[Begin DATA FOR PROCESSING]

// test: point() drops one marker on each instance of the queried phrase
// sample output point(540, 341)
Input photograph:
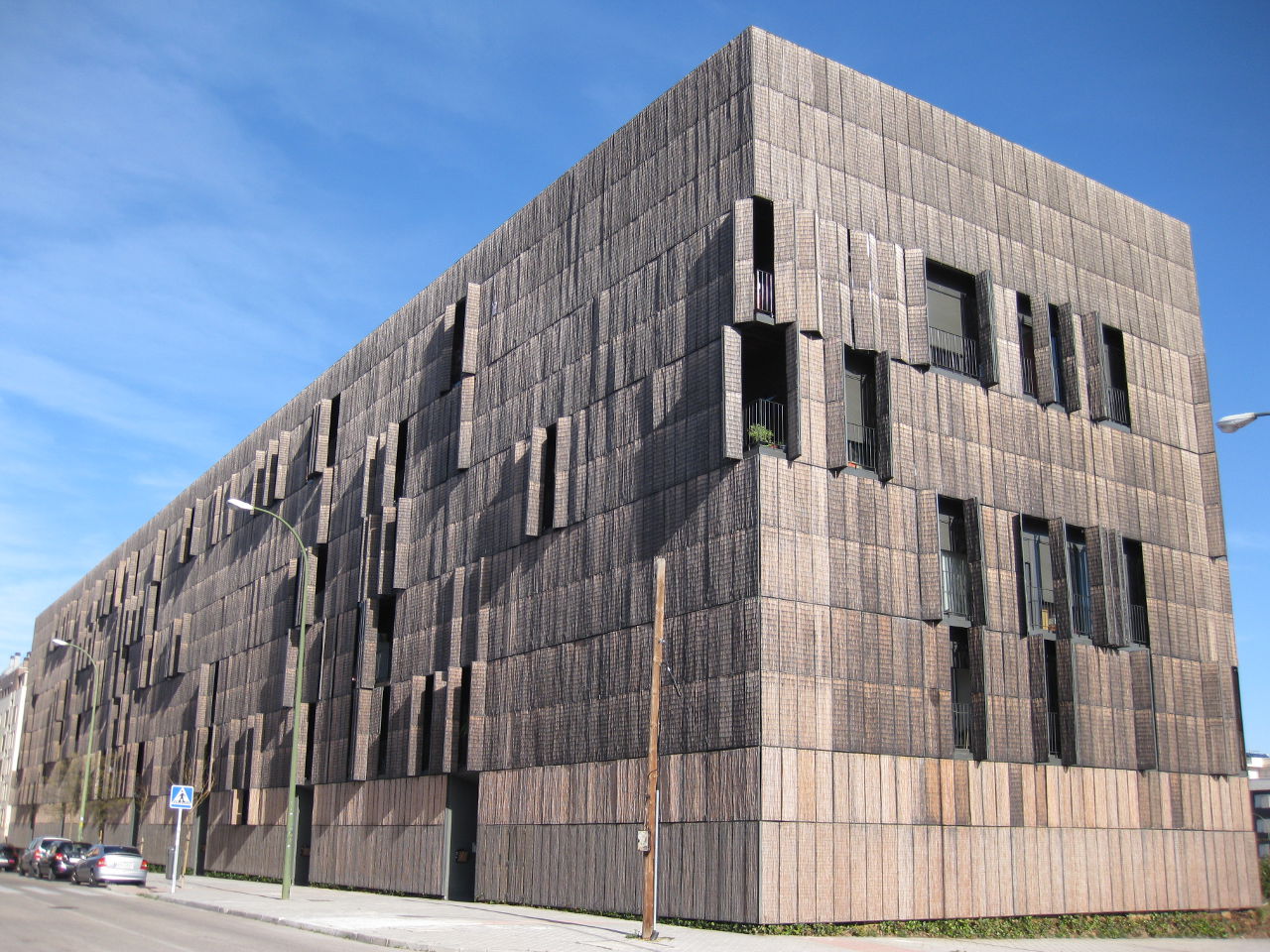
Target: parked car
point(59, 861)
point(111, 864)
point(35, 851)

[End DATA FOR PROCESSING]
[Begin DATA FOR PROCESSING]

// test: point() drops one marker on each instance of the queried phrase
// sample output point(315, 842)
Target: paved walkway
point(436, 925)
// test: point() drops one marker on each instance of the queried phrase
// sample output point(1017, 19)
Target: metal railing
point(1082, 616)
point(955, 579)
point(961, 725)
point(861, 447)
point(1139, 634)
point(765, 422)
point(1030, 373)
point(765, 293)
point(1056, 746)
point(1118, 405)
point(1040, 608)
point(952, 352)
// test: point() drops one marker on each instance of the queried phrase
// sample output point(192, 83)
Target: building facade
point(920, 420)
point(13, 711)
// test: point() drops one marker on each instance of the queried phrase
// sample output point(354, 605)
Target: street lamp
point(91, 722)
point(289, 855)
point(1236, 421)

[End DATA FOR PROCESSING]

▶ _GIVEN INSTRUCTION_: Pull out every line of the records above that contains the string "Target", matching case exactly.

▶ _THE COMPLETED TASK_:
Target: parked car
Target: paved walkway
Target: metal railing
Target: building facade
Target: street lamp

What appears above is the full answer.